### Exercise goal
Reproduce the items word for word, beginning at the line that contains "the blue adirondack" and stopping after the last line of the items.

-*-

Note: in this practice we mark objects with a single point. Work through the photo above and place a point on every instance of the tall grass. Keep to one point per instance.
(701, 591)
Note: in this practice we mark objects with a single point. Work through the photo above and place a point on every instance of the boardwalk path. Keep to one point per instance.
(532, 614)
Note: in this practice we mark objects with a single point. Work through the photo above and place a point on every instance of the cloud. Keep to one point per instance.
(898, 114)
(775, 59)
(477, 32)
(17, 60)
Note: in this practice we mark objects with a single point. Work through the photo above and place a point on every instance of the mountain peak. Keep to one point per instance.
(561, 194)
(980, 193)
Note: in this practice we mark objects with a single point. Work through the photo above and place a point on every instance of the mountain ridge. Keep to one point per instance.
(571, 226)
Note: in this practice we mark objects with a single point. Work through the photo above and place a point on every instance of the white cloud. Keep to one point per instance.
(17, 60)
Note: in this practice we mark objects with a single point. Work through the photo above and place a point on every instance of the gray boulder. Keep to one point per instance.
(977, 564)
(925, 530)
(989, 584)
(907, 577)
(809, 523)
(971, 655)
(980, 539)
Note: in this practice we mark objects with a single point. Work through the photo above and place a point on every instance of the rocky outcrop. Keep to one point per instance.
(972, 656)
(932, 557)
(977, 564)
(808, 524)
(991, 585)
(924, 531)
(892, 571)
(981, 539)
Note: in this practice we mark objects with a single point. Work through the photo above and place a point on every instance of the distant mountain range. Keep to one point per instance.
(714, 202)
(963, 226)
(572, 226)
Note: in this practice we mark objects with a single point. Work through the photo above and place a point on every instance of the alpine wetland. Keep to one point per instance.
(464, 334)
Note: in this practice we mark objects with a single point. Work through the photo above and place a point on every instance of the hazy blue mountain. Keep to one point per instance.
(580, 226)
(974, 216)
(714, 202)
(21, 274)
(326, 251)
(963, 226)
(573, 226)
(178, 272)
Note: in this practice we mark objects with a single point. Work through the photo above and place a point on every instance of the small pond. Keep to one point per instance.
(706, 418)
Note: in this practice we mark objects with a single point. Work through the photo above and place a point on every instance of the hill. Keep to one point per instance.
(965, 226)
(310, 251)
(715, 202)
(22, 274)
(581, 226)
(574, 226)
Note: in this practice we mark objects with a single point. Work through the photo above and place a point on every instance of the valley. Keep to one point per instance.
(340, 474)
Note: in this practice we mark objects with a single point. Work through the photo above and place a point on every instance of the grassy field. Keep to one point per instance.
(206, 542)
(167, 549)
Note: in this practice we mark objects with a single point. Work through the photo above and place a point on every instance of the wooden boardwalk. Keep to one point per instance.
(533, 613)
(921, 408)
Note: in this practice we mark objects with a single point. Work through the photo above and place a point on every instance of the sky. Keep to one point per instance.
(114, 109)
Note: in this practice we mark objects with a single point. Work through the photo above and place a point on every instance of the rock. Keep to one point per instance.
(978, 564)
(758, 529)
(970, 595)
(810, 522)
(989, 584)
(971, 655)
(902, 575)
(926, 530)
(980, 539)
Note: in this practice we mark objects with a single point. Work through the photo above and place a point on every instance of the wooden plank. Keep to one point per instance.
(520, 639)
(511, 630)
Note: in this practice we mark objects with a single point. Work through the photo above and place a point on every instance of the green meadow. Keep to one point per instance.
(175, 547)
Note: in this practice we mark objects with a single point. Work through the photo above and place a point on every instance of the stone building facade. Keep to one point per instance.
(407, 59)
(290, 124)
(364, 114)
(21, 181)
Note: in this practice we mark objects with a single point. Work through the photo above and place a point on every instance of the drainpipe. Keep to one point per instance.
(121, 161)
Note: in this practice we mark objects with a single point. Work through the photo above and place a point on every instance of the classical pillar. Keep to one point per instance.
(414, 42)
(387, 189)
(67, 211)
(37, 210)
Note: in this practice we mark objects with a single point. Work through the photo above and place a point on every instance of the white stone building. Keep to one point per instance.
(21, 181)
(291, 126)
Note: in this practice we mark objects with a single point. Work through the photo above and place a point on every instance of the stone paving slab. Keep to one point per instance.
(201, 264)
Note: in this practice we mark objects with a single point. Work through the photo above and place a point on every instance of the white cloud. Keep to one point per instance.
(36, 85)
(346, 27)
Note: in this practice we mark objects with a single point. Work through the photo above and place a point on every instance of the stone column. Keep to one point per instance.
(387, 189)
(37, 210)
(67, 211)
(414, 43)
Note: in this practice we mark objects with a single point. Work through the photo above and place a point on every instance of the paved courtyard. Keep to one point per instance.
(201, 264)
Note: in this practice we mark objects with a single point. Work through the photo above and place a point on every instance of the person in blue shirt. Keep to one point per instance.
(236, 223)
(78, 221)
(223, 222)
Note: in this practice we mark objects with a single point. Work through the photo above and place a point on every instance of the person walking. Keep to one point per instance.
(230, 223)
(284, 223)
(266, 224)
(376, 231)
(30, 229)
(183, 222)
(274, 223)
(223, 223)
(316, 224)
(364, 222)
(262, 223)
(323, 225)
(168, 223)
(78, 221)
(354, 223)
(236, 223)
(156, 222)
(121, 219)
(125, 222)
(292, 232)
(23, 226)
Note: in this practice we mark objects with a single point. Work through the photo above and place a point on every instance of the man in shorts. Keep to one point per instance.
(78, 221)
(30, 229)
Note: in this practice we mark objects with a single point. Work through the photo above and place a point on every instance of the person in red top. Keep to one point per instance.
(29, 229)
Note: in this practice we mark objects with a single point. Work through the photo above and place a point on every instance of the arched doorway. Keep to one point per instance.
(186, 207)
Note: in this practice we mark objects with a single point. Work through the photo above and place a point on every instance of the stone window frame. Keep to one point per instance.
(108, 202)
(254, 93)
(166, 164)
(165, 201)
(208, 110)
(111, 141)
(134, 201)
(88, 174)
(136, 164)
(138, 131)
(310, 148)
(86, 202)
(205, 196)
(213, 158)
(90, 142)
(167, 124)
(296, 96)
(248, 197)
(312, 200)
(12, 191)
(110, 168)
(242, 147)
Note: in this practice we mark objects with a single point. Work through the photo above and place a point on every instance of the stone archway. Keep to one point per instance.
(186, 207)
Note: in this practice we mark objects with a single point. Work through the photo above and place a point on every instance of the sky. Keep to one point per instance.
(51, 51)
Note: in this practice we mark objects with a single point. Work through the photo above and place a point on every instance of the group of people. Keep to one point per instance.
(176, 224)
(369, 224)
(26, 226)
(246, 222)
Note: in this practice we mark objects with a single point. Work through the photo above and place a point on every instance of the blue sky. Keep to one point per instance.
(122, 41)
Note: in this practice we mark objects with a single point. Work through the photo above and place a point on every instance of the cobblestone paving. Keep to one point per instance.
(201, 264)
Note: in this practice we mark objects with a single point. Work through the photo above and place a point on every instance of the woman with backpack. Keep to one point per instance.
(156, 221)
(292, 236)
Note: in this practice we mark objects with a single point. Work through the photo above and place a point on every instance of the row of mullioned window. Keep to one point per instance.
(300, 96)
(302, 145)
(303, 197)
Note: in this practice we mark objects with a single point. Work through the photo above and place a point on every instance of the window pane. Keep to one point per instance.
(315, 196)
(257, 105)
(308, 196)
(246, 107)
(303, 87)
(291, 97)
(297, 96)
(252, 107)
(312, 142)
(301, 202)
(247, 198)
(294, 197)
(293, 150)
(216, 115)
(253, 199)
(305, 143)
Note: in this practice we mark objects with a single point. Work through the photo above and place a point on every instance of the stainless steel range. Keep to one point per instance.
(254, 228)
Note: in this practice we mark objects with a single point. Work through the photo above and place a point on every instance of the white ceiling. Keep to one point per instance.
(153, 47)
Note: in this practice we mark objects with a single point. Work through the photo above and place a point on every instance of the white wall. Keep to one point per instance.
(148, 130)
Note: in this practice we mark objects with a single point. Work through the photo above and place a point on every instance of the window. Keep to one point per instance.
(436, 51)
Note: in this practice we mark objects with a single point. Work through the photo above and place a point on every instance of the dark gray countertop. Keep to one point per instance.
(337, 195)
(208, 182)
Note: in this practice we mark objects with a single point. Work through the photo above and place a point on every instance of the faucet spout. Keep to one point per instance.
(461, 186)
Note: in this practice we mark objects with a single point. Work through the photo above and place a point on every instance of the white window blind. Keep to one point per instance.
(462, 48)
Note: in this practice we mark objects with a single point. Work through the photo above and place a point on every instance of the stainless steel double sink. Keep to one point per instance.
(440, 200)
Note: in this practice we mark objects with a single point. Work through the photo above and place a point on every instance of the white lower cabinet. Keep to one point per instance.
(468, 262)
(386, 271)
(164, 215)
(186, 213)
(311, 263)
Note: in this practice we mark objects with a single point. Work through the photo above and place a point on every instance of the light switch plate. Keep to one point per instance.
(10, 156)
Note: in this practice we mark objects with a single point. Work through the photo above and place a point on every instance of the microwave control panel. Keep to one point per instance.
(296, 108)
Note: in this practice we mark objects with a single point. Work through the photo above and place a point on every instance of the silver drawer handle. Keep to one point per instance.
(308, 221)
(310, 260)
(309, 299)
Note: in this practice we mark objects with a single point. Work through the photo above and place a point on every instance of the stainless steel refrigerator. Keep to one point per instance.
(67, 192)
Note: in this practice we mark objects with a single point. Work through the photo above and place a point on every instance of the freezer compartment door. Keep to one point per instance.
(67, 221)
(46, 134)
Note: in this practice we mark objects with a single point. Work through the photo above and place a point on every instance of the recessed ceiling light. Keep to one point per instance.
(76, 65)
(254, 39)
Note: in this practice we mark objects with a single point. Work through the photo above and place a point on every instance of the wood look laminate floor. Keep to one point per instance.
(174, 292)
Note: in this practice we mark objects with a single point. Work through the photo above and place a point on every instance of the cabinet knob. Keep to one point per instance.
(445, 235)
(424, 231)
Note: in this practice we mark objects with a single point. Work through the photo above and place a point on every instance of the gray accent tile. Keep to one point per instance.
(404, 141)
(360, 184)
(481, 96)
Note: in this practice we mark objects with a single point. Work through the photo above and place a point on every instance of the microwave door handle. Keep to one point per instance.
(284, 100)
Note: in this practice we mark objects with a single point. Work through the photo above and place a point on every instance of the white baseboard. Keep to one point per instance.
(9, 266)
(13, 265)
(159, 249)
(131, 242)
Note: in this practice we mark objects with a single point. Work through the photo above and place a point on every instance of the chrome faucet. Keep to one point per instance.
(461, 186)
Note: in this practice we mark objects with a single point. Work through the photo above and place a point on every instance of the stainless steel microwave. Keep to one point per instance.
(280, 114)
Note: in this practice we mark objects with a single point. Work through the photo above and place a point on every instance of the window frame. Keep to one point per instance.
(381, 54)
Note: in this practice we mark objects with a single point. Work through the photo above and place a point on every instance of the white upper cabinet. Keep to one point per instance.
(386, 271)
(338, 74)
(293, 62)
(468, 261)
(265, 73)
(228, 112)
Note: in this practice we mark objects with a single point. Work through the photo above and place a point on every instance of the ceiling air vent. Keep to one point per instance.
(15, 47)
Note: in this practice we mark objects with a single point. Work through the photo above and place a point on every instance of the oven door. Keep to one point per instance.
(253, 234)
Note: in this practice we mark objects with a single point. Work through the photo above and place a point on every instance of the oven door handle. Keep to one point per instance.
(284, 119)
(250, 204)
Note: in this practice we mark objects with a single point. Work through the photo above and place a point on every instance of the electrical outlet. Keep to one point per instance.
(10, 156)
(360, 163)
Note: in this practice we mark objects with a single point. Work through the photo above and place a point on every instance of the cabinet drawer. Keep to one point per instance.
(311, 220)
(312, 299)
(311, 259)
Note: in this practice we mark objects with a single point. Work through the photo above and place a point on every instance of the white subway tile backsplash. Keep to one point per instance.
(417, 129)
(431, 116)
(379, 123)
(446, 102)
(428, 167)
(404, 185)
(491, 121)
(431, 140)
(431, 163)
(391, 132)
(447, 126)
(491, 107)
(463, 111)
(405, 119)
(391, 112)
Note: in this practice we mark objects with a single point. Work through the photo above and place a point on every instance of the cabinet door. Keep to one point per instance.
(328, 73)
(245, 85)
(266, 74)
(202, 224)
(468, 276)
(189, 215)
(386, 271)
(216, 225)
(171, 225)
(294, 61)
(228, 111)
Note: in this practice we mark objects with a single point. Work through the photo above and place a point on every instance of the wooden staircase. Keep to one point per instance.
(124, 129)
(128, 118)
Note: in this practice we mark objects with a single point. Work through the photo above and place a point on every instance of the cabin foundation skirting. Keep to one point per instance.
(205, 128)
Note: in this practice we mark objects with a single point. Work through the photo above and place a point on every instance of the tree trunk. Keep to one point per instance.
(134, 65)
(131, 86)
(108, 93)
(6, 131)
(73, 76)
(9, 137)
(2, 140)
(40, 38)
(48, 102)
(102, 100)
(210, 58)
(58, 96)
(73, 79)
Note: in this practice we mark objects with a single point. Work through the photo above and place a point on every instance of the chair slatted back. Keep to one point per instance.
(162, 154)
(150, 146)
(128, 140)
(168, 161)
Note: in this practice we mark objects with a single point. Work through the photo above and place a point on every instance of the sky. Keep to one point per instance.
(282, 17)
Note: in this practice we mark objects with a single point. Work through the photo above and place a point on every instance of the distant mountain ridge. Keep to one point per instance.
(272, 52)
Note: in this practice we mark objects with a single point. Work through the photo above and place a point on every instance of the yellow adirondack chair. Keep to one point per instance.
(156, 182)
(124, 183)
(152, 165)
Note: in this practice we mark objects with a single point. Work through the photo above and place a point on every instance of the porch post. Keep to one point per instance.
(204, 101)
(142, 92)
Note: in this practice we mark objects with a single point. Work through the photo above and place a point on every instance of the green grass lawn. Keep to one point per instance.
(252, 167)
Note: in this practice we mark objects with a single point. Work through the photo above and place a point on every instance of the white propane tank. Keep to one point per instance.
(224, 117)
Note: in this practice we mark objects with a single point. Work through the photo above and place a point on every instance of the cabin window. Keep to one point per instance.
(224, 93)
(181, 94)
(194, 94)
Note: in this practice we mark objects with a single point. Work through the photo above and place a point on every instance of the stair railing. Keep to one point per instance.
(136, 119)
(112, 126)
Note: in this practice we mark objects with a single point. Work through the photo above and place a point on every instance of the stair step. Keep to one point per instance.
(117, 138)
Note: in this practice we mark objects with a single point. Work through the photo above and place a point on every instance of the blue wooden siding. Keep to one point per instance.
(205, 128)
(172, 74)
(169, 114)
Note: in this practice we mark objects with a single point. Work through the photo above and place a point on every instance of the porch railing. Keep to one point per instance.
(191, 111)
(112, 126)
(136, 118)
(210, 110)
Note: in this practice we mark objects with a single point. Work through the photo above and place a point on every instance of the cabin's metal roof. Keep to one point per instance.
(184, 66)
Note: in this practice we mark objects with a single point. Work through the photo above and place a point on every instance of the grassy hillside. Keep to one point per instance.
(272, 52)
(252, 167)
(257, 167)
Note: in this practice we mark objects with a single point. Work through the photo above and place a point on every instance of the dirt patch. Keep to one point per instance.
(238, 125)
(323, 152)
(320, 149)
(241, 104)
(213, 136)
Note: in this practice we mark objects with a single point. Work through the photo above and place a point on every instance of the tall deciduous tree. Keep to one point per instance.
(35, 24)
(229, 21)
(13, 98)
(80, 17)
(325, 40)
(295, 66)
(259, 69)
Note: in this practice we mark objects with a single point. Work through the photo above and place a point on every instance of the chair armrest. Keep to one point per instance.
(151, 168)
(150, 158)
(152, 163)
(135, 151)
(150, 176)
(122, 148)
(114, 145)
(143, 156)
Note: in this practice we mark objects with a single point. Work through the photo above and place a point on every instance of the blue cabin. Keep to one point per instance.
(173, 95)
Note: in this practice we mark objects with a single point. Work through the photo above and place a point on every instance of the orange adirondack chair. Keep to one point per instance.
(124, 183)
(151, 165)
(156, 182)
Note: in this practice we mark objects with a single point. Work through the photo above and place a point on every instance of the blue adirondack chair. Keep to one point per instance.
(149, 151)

-*-

### Result for this task
Note: in this practice we mark objects with a single point. Work through the photo above and place a point on every instance of the blue adirondack chair. Keep to one point per instance.
(149, 151)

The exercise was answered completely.